Dataset entries

++++++++++

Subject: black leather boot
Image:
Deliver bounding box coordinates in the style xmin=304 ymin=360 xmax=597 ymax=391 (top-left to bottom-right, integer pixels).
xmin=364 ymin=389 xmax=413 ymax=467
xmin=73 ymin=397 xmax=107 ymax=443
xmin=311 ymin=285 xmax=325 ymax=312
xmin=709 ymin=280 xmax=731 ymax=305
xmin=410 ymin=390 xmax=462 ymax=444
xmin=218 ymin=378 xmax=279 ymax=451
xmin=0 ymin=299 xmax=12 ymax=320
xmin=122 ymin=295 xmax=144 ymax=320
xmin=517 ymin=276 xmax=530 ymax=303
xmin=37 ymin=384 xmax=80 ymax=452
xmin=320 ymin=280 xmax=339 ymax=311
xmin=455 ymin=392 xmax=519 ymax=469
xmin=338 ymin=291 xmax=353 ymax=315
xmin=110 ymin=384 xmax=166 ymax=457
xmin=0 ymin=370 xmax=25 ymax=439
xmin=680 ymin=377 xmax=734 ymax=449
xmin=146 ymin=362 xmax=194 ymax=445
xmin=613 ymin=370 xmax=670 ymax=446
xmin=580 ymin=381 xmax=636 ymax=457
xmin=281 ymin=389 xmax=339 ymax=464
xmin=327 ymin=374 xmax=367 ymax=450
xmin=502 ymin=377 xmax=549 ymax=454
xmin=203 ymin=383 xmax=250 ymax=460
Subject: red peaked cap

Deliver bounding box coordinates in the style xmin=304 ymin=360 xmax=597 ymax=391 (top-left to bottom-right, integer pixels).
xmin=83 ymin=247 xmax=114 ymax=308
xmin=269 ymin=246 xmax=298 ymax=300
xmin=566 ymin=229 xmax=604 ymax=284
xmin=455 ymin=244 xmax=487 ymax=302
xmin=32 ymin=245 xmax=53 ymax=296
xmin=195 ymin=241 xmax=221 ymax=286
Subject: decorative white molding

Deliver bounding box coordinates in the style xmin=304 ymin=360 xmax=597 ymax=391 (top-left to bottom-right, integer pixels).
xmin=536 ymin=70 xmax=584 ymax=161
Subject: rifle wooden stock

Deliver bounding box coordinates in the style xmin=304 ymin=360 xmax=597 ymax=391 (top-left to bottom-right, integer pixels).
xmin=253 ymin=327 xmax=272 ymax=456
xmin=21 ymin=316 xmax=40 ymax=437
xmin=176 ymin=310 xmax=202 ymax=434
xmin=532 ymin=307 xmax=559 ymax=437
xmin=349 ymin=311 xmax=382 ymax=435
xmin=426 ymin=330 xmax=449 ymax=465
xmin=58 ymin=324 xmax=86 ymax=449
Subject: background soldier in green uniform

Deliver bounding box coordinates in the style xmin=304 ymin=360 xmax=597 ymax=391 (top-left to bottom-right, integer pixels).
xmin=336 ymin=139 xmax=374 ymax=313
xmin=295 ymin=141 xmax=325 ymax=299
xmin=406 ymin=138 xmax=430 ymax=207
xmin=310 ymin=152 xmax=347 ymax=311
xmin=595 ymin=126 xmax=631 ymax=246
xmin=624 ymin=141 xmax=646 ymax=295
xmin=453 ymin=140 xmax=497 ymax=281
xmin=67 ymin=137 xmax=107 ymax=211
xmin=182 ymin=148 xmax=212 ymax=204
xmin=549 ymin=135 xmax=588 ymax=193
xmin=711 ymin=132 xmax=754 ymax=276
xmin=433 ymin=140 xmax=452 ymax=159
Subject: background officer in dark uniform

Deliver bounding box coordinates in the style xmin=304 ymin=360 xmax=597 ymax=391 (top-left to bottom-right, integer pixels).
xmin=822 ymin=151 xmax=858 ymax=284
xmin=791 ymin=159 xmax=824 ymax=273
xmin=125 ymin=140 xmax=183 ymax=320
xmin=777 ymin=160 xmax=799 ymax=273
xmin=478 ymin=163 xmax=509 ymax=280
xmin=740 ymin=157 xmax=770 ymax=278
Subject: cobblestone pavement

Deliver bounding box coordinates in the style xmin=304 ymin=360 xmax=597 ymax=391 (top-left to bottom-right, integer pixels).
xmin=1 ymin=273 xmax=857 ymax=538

++++++++++

* _Aim of the exercise_
Starting at the line that has "Subject: red peaked cap" and ending at the line that has "Subject: cobblestone pavement", please write out the lines above exactly, leaving out all others.

* _Task result_
Subject: red peaked cap

Deliver bounding box coordinates in the style xmin=304 ymin=360 xmax=597 ymax=391 (top-left to bottom-right, integer pixels).
xmin=83 ymin=247 xmax=114 ymax=308
xmin=269 ymin=246 xmax=298 ymax=300
xmin=566 ymin=229 xmax=604 ymax=284
xmin=455 ymin=244 xmax=487 ymax=302
xmin=32 ymin=245 xmax=53 ymax=296
xmin=195 ymin=241 xmax=221 ymax=286
Subject: decorative white molding

Deliver bounding box coordinates in the style xmin=304 ymin=360 xmax=597 ymax=391 (top-left to bottom-right, integer pixels).
xmin=536 ymin=70 xmax=584 ymax=161
Subject: rifle wooden stock

Deliver bounding box coordinates in the style xmin=304 ymin=360 xmax=597 ymax=391 (top-left to bottom-right, integer pixels).
xmin=253 ymin=327 xmax=272 ymax=456
xmin=21 ymin=316 xmax=40 ymax=437
xmin=176 ymin=310 xmax=202 ymax=434
xmin=532 ymin=307 xmax=559 ymax=437
xmin=349 ymin=311 xmax=382 ymax=435
xmin=426 ymin=330 xmax=449 ymax=465
xmin=58 ymin=324 xmax=86 ymax=449
Subject: background soldier in green uniform

Deliver bounding box coordinates in the style xmin=304 ymin=360 xmax=597 ymax=391 (top-left to bottom-right, integer pixels).
xmin=336 ymin=139 xmax=374 ymax=313
xmin=295 ymin=141 xmax=325 ymax=299
xmin=406 ymin=138 xmax=430 ymax=207
xmin=310 ymin=152 xmax=347 ymax=311
xmin=595 ymin=126 xmax=631 ymax=246
xmin=624 ymin=141 xmax=646 ymax=295
xmin=453 ymin=140 xmax=497 ymax=281
xmin=67 ymin=137 xmax=107 ymax=211
xmin=182 ymin=148 xmax=212 ymax=204
xmin=549 ymin=135 xmax=588 ymax=193
xmin=711 ymin=132 xmax=754 ymax=276
xmin=433 ymin=140 xmax=452 ymax=159
Subject: background officer in dark uniform

Deliver bounding box coordinates in the style xmin=304 ymin=360 xmax=597 ymax=391 (top-left to bottom-right, integer pixels).
xmin=822 ymin=151 xmax=858 ymax=284
xmin=791 ymin=159 xmax=824 ymax=273
xmin=125 ymin=140 xmax=183 ymax=320
xmin=777 ymin=160 xmax=799 ymax=273
xmin=478 ymin=163 xmax=509 ymax=280
xmin=740 ymin=157 xmax=770 ymax=278
Subject: cobblestone pavement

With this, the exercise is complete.